== WORK TASK ==
Type out all the records once more, exactly.

◆ ◆ ◆ ◆

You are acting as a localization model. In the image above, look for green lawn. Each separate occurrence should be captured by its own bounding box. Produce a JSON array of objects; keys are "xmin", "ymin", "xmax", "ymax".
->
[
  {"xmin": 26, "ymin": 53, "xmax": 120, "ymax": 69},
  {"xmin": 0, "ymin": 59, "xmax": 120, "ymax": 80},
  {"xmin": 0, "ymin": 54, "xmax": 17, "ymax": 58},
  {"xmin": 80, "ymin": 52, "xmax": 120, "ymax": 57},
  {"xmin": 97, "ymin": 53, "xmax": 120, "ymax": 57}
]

◆ ◆ ◆ ◆

== ANSWER TO THIS PROBLEM ==
You are acting as a localization model. In the image above, look for green lawn. Each separate occurrence should be captured by its own bounding box. Produce a JSON array of objects; keys are "xmin", "ymin", "xmax", "ymax".
->
[
  {"xmin": 26, "ymin": 53, "xmax": 120, "ymax": 69},
  {"xmin": 0, "ymin": 59, "xmax": 120, "ymax": 80},
  {"xmin": 0, "ymin": 54, "xmax": 17, "ymax": 58},
  {"xmin": 80, "ymin": 52, "xmax": 120, "ymax": 57},
  {"xmin": 97, "ymin": 53, "xmax": 120, "ymax": 57}
]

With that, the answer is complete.